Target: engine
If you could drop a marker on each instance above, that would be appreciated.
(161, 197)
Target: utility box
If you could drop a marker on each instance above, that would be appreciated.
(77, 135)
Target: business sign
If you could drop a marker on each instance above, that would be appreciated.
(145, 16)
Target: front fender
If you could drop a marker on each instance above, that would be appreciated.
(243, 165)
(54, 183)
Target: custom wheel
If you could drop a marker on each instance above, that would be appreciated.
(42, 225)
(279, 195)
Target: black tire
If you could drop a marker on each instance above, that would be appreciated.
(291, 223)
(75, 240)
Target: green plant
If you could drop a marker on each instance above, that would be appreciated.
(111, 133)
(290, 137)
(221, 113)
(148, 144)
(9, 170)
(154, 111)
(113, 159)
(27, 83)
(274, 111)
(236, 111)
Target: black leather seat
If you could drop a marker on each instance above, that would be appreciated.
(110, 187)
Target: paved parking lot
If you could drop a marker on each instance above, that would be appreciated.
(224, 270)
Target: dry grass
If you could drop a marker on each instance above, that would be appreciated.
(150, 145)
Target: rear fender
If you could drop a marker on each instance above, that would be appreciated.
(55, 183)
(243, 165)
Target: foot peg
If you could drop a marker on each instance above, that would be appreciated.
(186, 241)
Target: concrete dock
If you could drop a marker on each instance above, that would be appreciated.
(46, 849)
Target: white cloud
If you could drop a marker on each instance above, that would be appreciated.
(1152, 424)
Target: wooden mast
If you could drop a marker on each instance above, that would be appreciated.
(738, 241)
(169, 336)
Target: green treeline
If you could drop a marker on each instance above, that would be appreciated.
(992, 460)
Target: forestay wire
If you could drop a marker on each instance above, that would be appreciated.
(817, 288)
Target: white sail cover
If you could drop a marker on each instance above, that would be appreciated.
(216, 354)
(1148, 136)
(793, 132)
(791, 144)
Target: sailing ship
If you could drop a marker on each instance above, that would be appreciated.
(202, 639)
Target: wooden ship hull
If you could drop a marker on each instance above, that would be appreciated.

============

■ Work instructions ■
Go through the preceding material and copy each line that has the word "wooden".

■ Response box ■
Target: wooden mast
Target: wooden ship hull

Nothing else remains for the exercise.